→ Records shown:
--------------------------------------------------

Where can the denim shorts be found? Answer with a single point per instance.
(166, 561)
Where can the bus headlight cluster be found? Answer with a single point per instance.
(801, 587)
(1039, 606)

--------------------------------------------------

→ Stated task: Rewrite these rows as a numbered list, leaving out any blank lines.

→ Output:
1. Where can the denim shorts be found? Answer with a single point per instance.
2. (166, 561)
3. Where can the bus headlight cluster be found? Answer with a single point per instance.
4. (801, 587)
5. (1039, 606)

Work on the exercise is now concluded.